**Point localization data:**
········
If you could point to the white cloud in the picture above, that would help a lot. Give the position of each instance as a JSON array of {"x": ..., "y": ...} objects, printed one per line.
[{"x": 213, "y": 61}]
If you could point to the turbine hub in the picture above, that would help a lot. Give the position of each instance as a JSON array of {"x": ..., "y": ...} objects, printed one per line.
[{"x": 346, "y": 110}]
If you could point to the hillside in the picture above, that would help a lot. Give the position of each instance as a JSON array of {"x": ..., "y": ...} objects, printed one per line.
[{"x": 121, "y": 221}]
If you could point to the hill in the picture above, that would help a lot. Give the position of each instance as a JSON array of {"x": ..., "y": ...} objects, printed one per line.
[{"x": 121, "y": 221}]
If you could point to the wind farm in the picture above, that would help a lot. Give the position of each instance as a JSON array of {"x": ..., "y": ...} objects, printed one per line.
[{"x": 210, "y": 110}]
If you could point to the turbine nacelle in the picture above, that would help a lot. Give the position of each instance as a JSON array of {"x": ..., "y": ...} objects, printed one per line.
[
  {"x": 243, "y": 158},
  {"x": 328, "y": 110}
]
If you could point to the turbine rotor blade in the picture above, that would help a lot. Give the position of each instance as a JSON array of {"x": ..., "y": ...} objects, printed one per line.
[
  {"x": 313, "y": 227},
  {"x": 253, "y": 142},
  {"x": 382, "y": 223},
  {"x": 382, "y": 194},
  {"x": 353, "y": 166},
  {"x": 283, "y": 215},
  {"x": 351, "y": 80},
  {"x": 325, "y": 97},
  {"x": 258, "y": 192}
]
········
**Work order:** Would you return the full set of entries, unchanged in every detail?

**Result:**
If you could point to the white cloud in the picture above, that would help a lot. Give the position of each instance as a JSON array of {"x": ..., "y": ...} objects, printed one per line.
[{"x": 213, "y": 61}]
If you could point to the turbine hub in the picture above, that would help a lot. Give the position of each instance as a JSON array of {"x": ..., "y": ...} objects, printed one per line.
[{"x": 346, "y": 110}]
If you could point to the hillside in the picture above, that would help a lot. Give the position of each instance as a JSON array of {"x": ..., "y": ...} objects, printed one per line.
[{"x": 121, "y": 221}]
If you could point to the hill in the picture above, that would help a lot. Give the position of each instance as a JSON array of {"x": ..., "y": ...} objects, printed one per line.
[{"x": 121, "y": 221}]
If you could point to the wind farm in the picture above, that would help a lot. Give the position of each instance as a JSON array of {"x": ..., "y": ...} objects, printed one per line.
[{"x": 210, "y": 110}]
If you could point to the turbine nacelle in the picture above, that would help a lot. Give the position of each instance as a JSON array of {"x": ..., "y": ...} objects, printed one per line.
[
  {"x": 243, "y": 158},
  {"x": 328, "y": 110}
]
If you could point to the turbine rotor blade in the picture above, that would help a lot. Give the position of each instance as a JSON array of {"x": ..., "y": ...} objects, printed one per line.
[
  {"x": 313, "y": 227},
  {"x": 253, "y": 142},
  {"x": 382, "y": 223},
  {"x": 382, "y": 194},
  {"x": 353, "y": 166},
  {"x": 283, "y": 215},
  {"x": 351, "y": 80},
  {"x": 325, "y": 97},
  {"x": 258, "y": 192}
]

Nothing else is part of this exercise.